**Required action 1:** In the passage on the Tucson shootings, what is the peak age for onset of schizophrenia and manic-depressive illness?
**Required action 2:** Reproduce the passage on the Tucson shootings, starting at "Another part of" and ending at "from one another.".
**Required action 3:**
Decide whether each statement agrees with the passage on the Tucson shootings. Answer yes or no, and quote the deciding words.
(a) The young person described gradually becomes less suspicious of others.
(b) Charles Lynch was a Revolutionary War planter.
(c) A diagnosis is easy to make in person.

**Given passage:**
────

Much of the response to the shootings in Tucson, Ariz., has already shifted to debate over whether hateful political talk should be blamed or absolved. It would seem a needless discussion in the country where Revolutionary War planter Charles Lynch's name became a synonym for taking the law into your own hands.
But the shootings do point out the need for another, urgent discussion, and it is entirely apolitical. Even more clearly than in other high-profile cases of assaults by young men, accounts of Jared Loughner's prior behavior strongly suggest that he was psychotic — not just "wacky," but having a definable, treatable mental illness.
No one can make a diagnosis from a few details in a newspaper article — it is hard enough in person — but an outline of the possibility emerges. A young person (the peak age for onset of schizophrenia and manic-depressive illness is in the late teens and early 20s) gradually becomes more withdrawn, suspicious of others, and frankly, starts to say things that don't make sense. The New York Times quotes his response to a straightforward classroom math question as, "How can you deny math instead of accepting it?"
Another part of the pattern is also sadly familiar. Over an extended period, any number of people notice changes. The behavior and the statements are more than odd; often, they are frightening. The person gets angry or shifts mood out of the blue; sometimes, it is just a "creepy" feeling that the person doesn't respond to the usual signals that keep us all at a safe distance from one another.

────

(Lines from a collection)

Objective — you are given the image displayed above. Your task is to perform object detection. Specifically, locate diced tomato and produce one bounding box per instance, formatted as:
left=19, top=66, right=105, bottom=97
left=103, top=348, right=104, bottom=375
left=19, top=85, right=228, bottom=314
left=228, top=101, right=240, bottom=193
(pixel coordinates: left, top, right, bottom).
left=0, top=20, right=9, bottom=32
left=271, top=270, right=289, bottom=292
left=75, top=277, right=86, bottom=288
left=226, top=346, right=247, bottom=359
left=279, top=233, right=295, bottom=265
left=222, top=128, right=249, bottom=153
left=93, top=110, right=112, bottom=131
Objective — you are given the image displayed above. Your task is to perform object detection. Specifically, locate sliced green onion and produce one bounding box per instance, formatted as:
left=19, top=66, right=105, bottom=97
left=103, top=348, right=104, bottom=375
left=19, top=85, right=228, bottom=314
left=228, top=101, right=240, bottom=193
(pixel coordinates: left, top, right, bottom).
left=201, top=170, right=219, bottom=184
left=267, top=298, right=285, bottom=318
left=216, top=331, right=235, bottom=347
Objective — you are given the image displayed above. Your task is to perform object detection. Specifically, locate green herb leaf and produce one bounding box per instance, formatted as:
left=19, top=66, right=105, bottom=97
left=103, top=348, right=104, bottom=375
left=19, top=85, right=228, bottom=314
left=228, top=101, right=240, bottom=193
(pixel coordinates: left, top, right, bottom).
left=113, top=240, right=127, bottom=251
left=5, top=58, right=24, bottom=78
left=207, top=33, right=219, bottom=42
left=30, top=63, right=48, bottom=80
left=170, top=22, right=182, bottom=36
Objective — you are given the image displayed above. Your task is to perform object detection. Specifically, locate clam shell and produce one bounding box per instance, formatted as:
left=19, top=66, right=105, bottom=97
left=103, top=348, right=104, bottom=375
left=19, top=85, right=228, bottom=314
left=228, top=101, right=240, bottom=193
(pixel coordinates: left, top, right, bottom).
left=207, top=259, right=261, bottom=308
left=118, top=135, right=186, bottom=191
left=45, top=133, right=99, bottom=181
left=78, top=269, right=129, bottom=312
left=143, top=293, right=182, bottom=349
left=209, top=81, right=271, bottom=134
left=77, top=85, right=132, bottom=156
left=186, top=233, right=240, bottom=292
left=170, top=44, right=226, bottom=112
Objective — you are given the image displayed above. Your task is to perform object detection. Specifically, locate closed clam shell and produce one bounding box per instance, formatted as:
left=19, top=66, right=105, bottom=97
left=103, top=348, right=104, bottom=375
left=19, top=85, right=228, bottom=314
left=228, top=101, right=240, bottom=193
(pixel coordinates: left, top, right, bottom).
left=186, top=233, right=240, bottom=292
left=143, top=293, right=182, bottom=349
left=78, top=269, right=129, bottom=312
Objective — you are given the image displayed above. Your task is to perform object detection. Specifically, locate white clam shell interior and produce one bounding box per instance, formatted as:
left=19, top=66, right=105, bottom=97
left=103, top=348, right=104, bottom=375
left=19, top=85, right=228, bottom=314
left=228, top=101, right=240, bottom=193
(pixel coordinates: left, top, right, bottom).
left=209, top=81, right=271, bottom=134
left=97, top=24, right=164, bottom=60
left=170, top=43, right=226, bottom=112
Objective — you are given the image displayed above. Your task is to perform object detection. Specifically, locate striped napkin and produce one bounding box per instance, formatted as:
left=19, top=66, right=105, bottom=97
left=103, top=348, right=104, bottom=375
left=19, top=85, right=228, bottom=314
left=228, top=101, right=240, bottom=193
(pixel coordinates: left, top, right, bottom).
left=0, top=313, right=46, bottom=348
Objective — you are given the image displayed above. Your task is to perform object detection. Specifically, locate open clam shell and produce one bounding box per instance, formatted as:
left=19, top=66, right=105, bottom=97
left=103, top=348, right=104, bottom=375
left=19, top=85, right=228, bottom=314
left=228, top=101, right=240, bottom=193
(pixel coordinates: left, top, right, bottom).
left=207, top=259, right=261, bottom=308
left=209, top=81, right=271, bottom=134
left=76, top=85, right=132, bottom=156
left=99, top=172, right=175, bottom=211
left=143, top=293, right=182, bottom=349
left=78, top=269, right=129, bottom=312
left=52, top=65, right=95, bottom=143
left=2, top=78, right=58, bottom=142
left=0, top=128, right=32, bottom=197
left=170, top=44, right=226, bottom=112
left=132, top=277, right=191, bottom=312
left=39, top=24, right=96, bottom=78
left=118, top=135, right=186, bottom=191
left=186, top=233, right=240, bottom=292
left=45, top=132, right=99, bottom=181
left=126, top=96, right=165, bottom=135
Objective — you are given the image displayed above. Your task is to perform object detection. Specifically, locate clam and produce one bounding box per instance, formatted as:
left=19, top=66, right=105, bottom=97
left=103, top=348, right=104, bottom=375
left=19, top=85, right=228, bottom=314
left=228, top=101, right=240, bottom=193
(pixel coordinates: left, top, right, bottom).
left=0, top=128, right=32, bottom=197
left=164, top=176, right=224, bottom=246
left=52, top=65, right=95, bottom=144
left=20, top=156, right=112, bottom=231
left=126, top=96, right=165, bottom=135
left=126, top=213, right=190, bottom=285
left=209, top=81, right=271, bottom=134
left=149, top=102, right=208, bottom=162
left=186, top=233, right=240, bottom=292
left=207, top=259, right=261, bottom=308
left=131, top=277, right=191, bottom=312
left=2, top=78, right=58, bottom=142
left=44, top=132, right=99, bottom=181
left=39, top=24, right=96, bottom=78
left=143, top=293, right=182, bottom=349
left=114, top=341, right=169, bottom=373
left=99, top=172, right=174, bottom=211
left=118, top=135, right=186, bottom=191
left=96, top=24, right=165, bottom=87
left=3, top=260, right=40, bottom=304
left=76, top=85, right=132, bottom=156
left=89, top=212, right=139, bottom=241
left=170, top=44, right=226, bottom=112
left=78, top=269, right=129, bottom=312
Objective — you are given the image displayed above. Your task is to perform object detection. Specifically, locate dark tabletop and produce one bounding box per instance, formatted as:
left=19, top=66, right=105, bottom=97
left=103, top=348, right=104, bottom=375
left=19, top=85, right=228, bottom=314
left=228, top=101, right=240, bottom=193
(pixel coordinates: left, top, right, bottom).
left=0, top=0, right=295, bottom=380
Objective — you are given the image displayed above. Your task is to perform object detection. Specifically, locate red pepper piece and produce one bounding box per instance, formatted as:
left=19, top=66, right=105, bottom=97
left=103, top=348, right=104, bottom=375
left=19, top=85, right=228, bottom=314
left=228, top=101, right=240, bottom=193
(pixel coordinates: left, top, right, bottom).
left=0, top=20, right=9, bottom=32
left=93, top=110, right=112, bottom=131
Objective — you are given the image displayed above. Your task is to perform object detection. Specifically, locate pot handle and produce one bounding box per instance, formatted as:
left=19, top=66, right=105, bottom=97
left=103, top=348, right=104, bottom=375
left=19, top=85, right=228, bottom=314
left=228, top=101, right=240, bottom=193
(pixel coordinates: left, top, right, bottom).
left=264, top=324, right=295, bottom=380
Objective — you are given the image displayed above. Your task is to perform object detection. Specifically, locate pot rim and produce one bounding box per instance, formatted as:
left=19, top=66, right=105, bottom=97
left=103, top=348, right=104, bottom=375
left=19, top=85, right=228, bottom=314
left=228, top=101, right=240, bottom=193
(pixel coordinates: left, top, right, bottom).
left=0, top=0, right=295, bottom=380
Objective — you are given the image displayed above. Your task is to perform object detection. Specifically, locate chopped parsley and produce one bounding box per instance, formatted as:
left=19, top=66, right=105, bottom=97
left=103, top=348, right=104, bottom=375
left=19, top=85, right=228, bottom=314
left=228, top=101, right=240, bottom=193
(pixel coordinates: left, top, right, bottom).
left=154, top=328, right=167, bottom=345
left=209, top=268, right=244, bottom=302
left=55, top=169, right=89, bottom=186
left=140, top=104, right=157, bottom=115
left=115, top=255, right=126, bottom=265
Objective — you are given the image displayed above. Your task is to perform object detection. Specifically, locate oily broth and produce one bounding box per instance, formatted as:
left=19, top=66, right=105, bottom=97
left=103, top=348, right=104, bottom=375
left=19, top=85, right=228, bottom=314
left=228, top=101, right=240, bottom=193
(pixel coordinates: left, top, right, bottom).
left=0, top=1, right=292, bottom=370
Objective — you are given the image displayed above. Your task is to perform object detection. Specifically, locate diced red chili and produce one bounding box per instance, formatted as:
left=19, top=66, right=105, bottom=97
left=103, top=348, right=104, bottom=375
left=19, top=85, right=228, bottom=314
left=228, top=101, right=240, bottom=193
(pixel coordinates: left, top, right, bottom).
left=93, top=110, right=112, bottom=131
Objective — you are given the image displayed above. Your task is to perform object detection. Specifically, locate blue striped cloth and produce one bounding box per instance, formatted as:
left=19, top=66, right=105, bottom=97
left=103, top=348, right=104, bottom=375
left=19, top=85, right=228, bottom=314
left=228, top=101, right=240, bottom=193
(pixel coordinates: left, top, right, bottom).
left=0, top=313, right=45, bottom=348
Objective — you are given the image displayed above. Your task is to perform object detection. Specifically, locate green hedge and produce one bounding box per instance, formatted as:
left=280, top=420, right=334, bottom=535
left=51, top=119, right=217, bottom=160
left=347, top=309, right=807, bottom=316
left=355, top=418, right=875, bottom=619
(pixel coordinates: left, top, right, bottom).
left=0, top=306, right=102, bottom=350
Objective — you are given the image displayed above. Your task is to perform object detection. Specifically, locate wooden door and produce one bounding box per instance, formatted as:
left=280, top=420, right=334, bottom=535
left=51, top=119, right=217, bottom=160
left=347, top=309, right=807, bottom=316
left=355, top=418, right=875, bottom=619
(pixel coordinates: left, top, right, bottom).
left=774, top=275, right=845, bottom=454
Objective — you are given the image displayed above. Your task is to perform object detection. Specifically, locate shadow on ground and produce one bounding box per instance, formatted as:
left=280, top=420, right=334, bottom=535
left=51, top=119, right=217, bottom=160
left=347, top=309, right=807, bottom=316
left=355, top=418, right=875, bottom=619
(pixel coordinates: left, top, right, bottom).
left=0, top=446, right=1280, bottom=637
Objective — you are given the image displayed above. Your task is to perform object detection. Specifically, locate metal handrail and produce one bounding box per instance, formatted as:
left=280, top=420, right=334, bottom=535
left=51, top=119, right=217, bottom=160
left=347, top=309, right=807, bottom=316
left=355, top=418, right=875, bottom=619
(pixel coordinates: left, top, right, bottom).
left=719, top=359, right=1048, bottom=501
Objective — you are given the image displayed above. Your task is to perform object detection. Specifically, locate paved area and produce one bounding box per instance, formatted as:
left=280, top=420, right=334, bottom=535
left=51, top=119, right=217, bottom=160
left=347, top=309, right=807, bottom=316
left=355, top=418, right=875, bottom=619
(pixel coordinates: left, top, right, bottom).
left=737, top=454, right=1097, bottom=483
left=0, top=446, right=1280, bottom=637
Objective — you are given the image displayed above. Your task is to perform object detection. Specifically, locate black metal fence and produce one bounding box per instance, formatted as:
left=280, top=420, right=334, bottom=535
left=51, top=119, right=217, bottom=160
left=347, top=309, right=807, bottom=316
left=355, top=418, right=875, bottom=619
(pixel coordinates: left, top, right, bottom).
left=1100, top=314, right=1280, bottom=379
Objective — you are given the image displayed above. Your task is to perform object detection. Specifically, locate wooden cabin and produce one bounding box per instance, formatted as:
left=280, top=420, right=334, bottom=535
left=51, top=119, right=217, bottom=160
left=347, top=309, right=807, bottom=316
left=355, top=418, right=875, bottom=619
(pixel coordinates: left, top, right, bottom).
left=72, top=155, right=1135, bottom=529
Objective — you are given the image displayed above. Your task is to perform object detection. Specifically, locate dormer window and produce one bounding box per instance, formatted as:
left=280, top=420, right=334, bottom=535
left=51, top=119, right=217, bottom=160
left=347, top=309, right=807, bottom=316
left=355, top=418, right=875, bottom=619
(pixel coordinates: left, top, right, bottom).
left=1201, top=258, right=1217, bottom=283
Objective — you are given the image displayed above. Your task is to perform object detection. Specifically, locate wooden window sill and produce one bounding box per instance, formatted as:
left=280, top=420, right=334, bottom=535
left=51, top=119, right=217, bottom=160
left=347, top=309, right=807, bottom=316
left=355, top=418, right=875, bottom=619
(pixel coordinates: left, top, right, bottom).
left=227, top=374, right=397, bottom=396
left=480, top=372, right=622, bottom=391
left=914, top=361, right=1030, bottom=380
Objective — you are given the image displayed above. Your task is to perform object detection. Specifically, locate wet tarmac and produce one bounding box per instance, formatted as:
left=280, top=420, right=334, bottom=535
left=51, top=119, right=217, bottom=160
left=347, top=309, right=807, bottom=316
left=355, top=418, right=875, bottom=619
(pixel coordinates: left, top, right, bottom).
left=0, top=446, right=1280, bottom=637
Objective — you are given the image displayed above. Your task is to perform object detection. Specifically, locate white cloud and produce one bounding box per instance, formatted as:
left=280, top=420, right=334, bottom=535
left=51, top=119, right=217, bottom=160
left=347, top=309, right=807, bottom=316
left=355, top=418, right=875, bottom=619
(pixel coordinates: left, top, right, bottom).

────

**Exercise answer 1:** The late teens and early 20s.

**Exercise answer 2:**
Another part of the pattern is also sadly familiar. Over an extended period, any number of people notice changes. The behavior and the statements are more than odd; often, they are frightening. The person gets angry or shifts mood out of the blue; sometimes, it is just a "creepy" feeling that the person doesn't respond to the usual signals that keep us all at a safe distance from one another.

**Exercise answer 3:**
(a) No: "gradually becomes more withdrawn, suspicious of others"
(b) Yes: "Revolutionary War planter Charles Lynch's name became a synonym for taking the law into your own hands"
(c) No: "it is hard enough in person"